Would you reproduce every record exactly, leaving out the pictures?

Records from a data collection:
******************************

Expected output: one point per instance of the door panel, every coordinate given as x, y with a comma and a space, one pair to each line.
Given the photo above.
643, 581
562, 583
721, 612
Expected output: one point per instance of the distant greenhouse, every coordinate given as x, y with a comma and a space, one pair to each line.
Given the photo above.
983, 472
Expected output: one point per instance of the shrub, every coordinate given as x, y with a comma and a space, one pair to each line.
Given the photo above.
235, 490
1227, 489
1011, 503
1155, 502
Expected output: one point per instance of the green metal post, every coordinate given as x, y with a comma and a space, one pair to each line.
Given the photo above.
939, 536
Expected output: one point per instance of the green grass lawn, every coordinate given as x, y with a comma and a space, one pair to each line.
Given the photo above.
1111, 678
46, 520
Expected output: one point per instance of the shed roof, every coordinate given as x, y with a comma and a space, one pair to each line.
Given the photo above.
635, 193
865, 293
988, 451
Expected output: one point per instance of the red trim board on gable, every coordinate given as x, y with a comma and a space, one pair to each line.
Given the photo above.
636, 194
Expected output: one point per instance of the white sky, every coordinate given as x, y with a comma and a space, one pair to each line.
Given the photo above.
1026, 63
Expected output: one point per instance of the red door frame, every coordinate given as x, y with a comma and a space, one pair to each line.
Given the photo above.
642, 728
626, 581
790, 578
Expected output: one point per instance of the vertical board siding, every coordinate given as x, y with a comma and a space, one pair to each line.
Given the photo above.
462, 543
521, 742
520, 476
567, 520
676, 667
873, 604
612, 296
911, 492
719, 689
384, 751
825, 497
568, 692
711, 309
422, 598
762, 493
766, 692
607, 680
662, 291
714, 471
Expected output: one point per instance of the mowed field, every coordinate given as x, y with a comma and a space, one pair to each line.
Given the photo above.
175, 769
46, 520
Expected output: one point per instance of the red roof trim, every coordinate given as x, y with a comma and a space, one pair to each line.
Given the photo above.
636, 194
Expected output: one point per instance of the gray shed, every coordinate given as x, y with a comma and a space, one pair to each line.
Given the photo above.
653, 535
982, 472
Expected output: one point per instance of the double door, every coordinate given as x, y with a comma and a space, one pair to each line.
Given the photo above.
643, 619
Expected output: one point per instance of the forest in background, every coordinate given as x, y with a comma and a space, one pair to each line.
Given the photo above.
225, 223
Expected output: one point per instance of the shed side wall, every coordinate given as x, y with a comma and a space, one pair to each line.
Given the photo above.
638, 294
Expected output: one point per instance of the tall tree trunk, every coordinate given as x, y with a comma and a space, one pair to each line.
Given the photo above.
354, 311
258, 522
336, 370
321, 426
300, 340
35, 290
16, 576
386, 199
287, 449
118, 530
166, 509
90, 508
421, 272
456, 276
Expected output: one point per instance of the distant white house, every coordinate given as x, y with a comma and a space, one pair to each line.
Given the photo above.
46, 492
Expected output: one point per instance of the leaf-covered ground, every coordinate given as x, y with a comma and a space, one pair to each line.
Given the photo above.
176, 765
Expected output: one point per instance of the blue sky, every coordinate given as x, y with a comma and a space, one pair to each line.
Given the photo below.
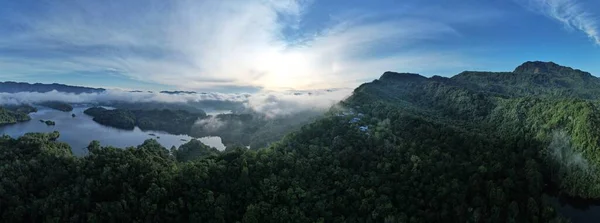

******************************

**Response box:**
Expected output: one point per instance of the door panel, every coordinate given as x, y with a comma and a space, one pair to each line.
Given the photo above.
643, 581
562, 583
721, 612
Expected output: one point per instance of the distant greenhouse, every coordinate given as x, y with a comma and a space, one pair to each line.
Given the photo above.
983, 472
Expected output: one point per instance of the shrub, every coordinate given as x, y with a comma and a space, one pair to each line.
Given the photo above.
235, 490
1227, 489
1011, 503
1155, 502
Expected output: one point per instance of the green metal post, every coordinate given as x, y with a comma and a space, one pair to each line.
Given the photo above.
939, 536
Expected output: one point per instance of the green grass lawn, every coordinate given as x, y with a comma and a space, one pair to each line.
Given the photo above.
1111, 678
46, 520
Expected output: one point per instance of the shed roof, every coordinate given as x, y with a comma and a space, one pair to each line.
Given the photo above.
635, 193
865, 293
988, 451
Expected output: one point per instance of the red trim board on gable, every coordinate given as x, y with a comma and a space, one pair to each line.
Given the photo above.
636, 194
Expected output: one point per instance of the white sky, every coordinate given as x, y with a comma and a space, one pair to each line.
Given the photo above.
1026, 63
Expected output: one point per instance of the red door frame, every coordinate given as x, y with a comma and a space, one pair to each line.
Given the photo above.
642, 728
626, 581
790, 578
Expected output: one point per instance of the vertical board siding, every coordinate given as x, y with a comma and a space, one pair to each line.
Given the photo above.
462, 543
521, 742
520, 476
567, 520
676, 667
873, 604
612, 296
911, 492
719, 689
384, 751
825, 497
568, 692
711, 309
422, 598
762, 493
766, 692
607, 680
662, 291
714, 471
Expected output: one point per instance of the mowed field, every coordinate given as x, y with a comma and a space, one pair to each line.
Given the photo above.
175, 769
46, 520
Expected output: one point per instance of the red roof trim, every coordinate given as x, y with a comma and a space, one pair to each line.
Given the photo above.
636, 194
Expected output: one point per instance of the gray shed, every coordinate given as x, y with a comma and a space, one pair to each line.
Given the photo above.
653, 535
982, 472
Expected output: one point per instance of the double door, every coordinate given as x, y with a comma and a space, one pair to each line.
Given the photo above.
643, 619
Expected output: one point per instance of the forest in background, every coordinate given as x, y with a comma and a space, one pair to each line.
Given the photo above.
225, 223
Expected output: one point per instance of the shed side wall, every coordinate given as x, y with a comma and a space, one pair to each line.
Given the photo above.
638, 294
Expected output: one point per instance of the tall tree trunk, every coordinate given as x, y with a comma and a space, one pair to each line.
Given the photo above.
354, 311
258, 522
336, 370
321, 426
300, 340
35, 290
16, 576
386, 199
287, 449
118, 530
166, 509
90, 508
421, 272
456, 276
Expected output: one point per instance of the distant white house, every coordinate given as x, y with a comma and a space, one pair to each line.
Given the photo above.
46, 492
Expected output: one point per instance of the leaf-covered ground, every coordinate given as x, y with a comma and a space, one pair to each line.
Given the photo above.
176, 765
Expected output: one point per instance of the blue sky, every coordinate given as x, y with a comma and a space, one pair to each line.
Given the photo below.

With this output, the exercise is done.